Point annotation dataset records
....

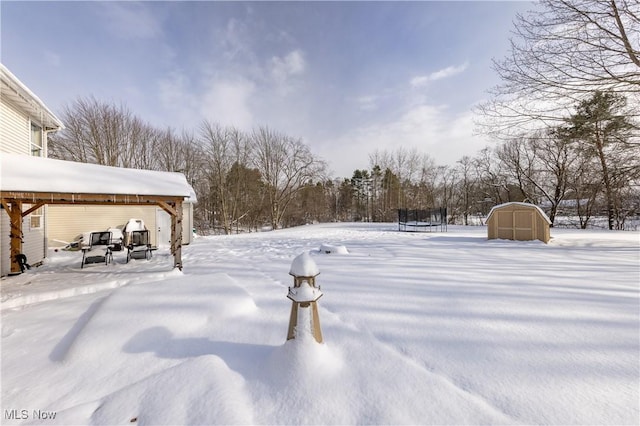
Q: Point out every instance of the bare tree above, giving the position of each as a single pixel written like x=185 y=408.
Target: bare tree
x=605 y=133
x=286 y=165
x=561 y=53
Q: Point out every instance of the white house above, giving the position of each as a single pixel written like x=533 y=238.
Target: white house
x=41 y=196
x=25 y=122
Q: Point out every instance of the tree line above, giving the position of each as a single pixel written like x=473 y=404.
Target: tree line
x=564 y=120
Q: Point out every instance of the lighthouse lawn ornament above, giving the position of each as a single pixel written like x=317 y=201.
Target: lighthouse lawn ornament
x=304 y=295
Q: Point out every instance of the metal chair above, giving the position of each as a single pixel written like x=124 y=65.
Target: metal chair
x=98 y=250
x=138 y=245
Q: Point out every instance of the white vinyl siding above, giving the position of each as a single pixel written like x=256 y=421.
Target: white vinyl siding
x=37 y=140
x=15 y=130
x=66 y=222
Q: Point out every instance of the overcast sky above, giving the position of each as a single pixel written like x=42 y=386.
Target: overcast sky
x=346 y=77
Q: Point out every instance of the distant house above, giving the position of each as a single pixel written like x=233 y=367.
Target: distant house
x=25 y=122
x=518 y=221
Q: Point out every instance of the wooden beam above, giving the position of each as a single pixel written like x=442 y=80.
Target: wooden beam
x=15 y=235
x=76 y=198
x=33 y=208
x=176 y=236
x=168 y=208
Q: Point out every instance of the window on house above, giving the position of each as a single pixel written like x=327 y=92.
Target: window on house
x=35 y=219
x=36 y=140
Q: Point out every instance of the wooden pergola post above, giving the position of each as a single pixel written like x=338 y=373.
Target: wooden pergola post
x=176 y=235
x=15 y=233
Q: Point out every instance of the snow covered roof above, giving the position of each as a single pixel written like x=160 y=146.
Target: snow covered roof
x=20 y=95
x=528 y=205
x=24 y=173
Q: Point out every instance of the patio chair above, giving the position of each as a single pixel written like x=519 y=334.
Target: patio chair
x=138 y=245
x=98 y=250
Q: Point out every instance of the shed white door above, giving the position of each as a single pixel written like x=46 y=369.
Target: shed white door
x=163 y=231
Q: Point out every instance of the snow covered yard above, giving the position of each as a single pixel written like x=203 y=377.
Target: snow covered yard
x=419 y=328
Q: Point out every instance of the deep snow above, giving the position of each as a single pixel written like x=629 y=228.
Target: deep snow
x=419 y=328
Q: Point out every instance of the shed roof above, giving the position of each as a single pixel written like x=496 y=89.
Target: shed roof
x=37 y=174
x=516 y=203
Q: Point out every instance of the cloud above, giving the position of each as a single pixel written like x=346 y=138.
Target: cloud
x=422 y=80
x=284 y=67
x=130 y=20
x=431 y=129
x=227 y=102
x=52 y=58
x=367 y=103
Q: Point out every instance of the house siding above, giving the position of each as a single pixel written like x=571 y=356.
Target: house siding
x=67 y=222
x=14 y=130
x=15 y=138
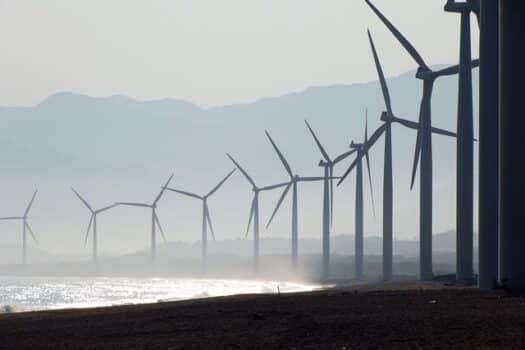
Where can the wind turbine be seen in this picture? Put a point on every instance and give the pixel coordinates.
(155, 223)
(362, 151)
(294, 180)
(25, 227)
(92, 223)
(206, 219)
(254, 210)
(388, 119)
(328, 196)
(465, 147)
(423, 148)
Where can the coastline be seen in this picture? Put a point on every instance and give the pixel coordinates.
(377, 315)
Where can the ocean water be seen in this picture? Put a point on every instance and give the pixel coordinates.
(30, 293)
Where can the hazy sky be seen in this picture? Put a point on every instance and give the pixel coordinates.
(207, 51)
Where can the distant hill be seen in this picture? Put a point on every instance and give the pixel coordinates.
(117, 148)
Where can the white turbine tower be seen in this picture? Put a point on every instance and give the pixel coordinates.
(206, 218)
(92, 223)
(155, 223)
(25, 227)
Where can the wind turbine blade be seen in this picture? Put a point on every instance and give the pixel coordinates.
(382, 80)
(281, 199)
(273, 187)
(348, 171)
(311, 178)
(331, 174)
(455, 69)
(82, 199)
(439, 131)
(105, 208)
(417, 152)
(375, 136)
(407, 123)
(131, 204)
(371, 142)
(162, 190)
(402, 40)
(30, 203)
(250, 180)
(89, 228)
(370, 181)
(366, 126)
(157, 221)
(220, 183)
(31, 232)
(189, 194)
(252, 212)
(321, 148)
(281, 157)
(344, 156)
(208, 219)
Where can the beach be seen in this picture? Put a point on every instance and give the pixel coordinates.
(375, 316)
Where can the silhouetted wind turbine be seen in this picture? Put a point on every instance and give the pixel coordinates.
(465, 147)
(328, 196)
(254, 210)
(206, 219)
(423, 148)
(362, 151)
(294, 180)
(92, 223)
(155, 223)
(388, 118)
(25, 227)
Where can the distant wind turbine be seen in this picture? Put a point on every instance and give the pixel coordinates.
(328, 197)
(206, 218)
(92, 223)
(254, 210)
(423, 148)
(465, 147)
(388, 118)
(25, 227)
(155, 223)
(362, 151)
(294, 180)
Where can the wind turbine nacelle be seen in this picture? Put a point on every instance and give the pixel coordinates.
(423, 73)
(386, 117)
(355, 145)
(458, 6)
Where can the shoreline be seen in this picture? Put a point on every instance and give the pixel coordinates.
(378, 315)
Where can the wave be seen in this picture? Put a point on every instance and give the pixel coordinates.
(9, 309)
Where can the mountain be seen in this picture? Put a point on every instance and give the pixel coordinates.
(118, 148)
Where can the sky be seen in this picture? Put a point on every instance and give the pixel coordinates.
(206, 51)
(211, 53)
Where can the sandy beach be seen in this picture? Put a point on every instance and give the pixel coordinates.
(378, 316)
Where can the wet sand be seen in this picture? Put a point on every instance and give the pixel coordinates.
(400, 315)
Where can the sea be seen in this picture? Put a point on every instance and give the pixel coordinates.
(18, 294)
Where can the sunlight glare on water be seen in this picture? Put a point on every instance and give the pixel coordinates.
(23, 294)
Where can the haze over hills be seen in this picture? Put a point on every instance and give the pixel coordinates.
(117, 148)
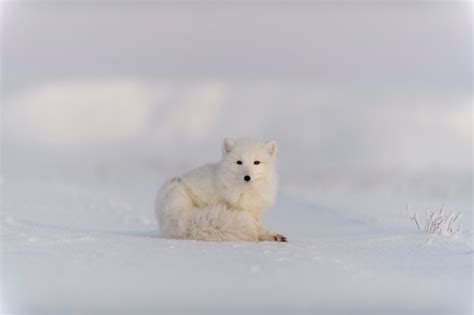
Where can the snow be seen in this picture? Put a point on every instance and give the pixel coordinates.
(92, 246)
(372, 128)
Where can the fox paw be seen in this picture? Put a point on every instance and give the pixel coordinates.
(279, 238)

....

WHAT THE TASK REQUIRES: Arrange the lines of the records above as a numbered list, covering all the records and leaving out blank lines. Omit the pictures from your answer.

EXERCISE ANSWER:
1. Q: Point out every instance of the bare tree above, giving the position of each as a single pixel written like x=185 y=408.
2. Target: bare tree
3. x=605 y=133
4. x=286 y=165
5. x=561 y=53
6. Q: Point out every instance of the white house above, giving the position of each as a single pixel written like x=533 y=238.
7. Target: white house
8. x=41 y=196
9. x=25 y=122
10. Q: Point out every instance of the tree line above, giving the position of each as a single pixel written like x=473 y=404.
11. Target: tree line
12. x=564 y=120
13. Q: Point out every instance of the lighthouse lawn ornament above, giving the position of each as a single pixel written like x=317 y=201.
14. Target: lighthouse lawn ornament
15. x=304 y=295
16. Q: Point out every instance of the metal chair above, giving the position of each as a single pixel written like x=124 y=65.
17. Target: metal chair
18. x=98 y=250
19. x=138 y=245
20. Q: Point out every instance of the white vinyl siding above, giving the position of each as a single pixel written like x=256 y=421.
21. Target: white vinyl siding
22. x=37 y=140
23. x=15 y=130
24. x=66 y=222
25. Q: Point out every instance of the overcast sky above, giving the position of each as a single pixel written like x=42 y=386.
26. Target: overcast sky
27. x=346 y=77
28. Q: Point out every instance of the distant house above, giving the position of each as a single pixel written like x=233 y=367.
29. Target: distant house
30. x=25 y=122
31. x=518 y=221
32. Q: Point out every instance of the wooden beam above, giving the position of each as a single pixel written like x=442 y=80.
33. Target: wooden beam
34. x=15 y=235
35. x=76 y=198
36. x=33 y=208
37. x=176 y=236
38. x=168 y=208
39. Q: Point out every instance of the window on house above, giving the position of each as a single pixel written like x=327 y=92.
40. Target: window on house
41. x=35 y=219
42. x=36 y=140
43. Q: Point out every instance of the wooden pergola post above, giving the position of each as a single pixel written like x=338 y=373.
44. Target: wooden pergola post
45. x=176 y=235
46. x=15 y=233
47. Q: Point out every instance of the snow covered roof above, giving the position of each as a single pixel written like x=160 y=146.
48. Target: snow covered roof
49. x=20 y=95
50. x=528 y=205
51. x=24 y=173
52. Q: Point out every instance of the patio chair above, giving the position of each as a single pixel written like x=519 y=334.
53. Target: patio chair
54. x=138 y=245
55. x=98 y=250
56. Q: Point out every instance of the shed white door above, giving the position of each as a single pixel written like x=46 y=369.
57. Target: shed white door
58. x=163 y=231
59. Q: Point out every instance of the snow covered yard above, giving the position of each as a single pixel written like x=203 y=377.
60. Target: snow covered yard
61. x=419 y=328
62. Q: Point out every instance of the deep snow above, giving the position of each as a single pixel written like x=629 y=228.
63. Target: deep snow
64. x=419 y=328
65. Q: Point out every instance of the shed roof above, giving the position of each as a single pixel written like x=496 y=89.
66. Target: shed roof
67. x=37 y=174
68. x=516 y=203
69. Q: Point out every instance of the cloud above, giving the position of each as a single pixel written like x=346 y=138.
70. Target: cloud
71. x=422 y=80
72. x=284 y=67
73. x=130 y=20
74. x=431 y=129
75. x=227 y=102
76. x=52 y=58
77. x=367 y=103
78. Q: Point out every instance of the house siding above, giving the position of each as a single pixel written like x=571 y=356.
79. Target: house siding
80. x=67 y=222
81. x=14 y=130
82. x=15 y=138
83. Where can the wind turbine be seen in this picture? Put a point on every instance and give the pixel coordinates.
84. (155, 223)
85. (362, 151)
86. (294, 180)
87. (25, 227)
88. (92, 223)
89. (206, 219)
90. (254, 210)
91. (388, 119)
92. (328, 196)
93. (465, 147)
94. (423, 148)
95. Where can the coastline be seen in this picture? Put a point on every instance and give the pixel coordinates.
96. (377, 315)
97. Where can the ocean water be seen in this picture? Put a point on every instance and give the pixel coordinates.
98. (30, 293)
99. Where can the hazy sky be seen in this picture? Put a point on every instance and give the pixel coordinates.
100. (207, 51)
101. Where can the distant hill be seen in this picture? Put a point on every instance and give the pixel coordinates.
102. (117, 148)
103. Where can the white turbine tower be seen in this picture? Put a point on every instance and give the pixel coordinates.
104. (206, 218)
105. (92, 223)
106. (155, 223)
107. (25, 227)
108. Where can the wind turbine blade be seen in this picture? Put a point on every instance and give the pixel coordinates.
109. (382, 80)
110. (281, 199)
111. (273, 187)
112. (348, 171)
113. (311, 178)
114. (331, 174)
115. (455, 69)
116. (82, 199)
117. (439, 131)
118. (105, 208)
119. (417, 152)
120. (375, 136)
121. (407, 123)
122. (131, 204)
123. (371, 142)
124. (162, 190)
125. (402, 40)
126. (30, 203)
127. (250, 180)
128. (89, 228)
129. (370, 181)
130. (366, 126)
131. (157, 221)
132. (220, 183)
133. (31, 232)
134. (189, 194)
135. (252, 212)
136. (321, 148)
137. (281, 157)
138. (344, 156)
139. (208, 219)
140. Where can the beach be seen in this picture? Put a point on every instance and give the pixel coordinates.
141. (375, 316)
142. Where can the silhouetted wind turbine be seen in this picture? Put a point on every instance and give the pixel coordinates.
143. (465, 147)
144. (328, 196)
145. (254, 210)
146. (206, 219)
147. (423, 148)
148. (362, 151)
149. (294, 180)
150. (92, 223)
151. (155, 223)
152. (388, 118)
153. (25, 227)
154. Where can the distant wind turbine be seen in this picture? Put a point on every instance and give the pixel coordinates.
155. (328, 197)
156. (206, 218)
157. (92, 223)
158. (254, 210)
159. (423, 148)
160. (465, 147)
161. (388, 118)
162. (25, 227)
163. (155, 223)
164. (362, 151)
165. (294, 180)
166. Where can the wind turbine nacelle be seen in this picture? Put a point on every instance and give the pixel coordinates.
167. (423, 73)
168. (386, 117)
169. (355, 145)
170. (458, 6)
171. Where can the shoreline be seen in this picture? Put a point on every instance and give the pixel coordinates.
172. (378, 315)
173. Where can the wave be seen in this picture? Put a point on every instance and give the pixel coordinates.
174. (9, 309)
175. Where can the mountain be seen in this picture? Put a point on every instance and give the pixel coordinates.
176. (118, 148)
177. Where can the sky be seen in this picture? Put a point on every instance and give the pixel coordinates.
178. (206, 51)
179. (211, 53)
180. Where can the sandy beach be seen in this picture? Put a point on every instance and give the pixel coordinates.
181. (378, 316)
182. Where can the wet sand be seen in this picture? Put a point on every instance and give the pixel coordinates.
183. (400, 315)
184. Where can the sea be seen in this picture? Put a point on every instance and give the pixel coordinates.
185. (18, 294)
186. Where can the sunlight glare on water be seen in this picture? Put a point on every instance and give the pixel coordinates.
187. (23, 294)
188. Where can the haze over hills be seen in this picture? Put a point on every instance and give the pixel coordinates.
189. (117, 148)
190. Where can the snow be seen in this picture? Put a point on every instance and give the pixel coordinates.
191. (92, 246)
192. (372, 128)
193. Where can the fox paw be seen in this picture? Put a point on every instance and give the pixel coordinates.
194. (279, 238)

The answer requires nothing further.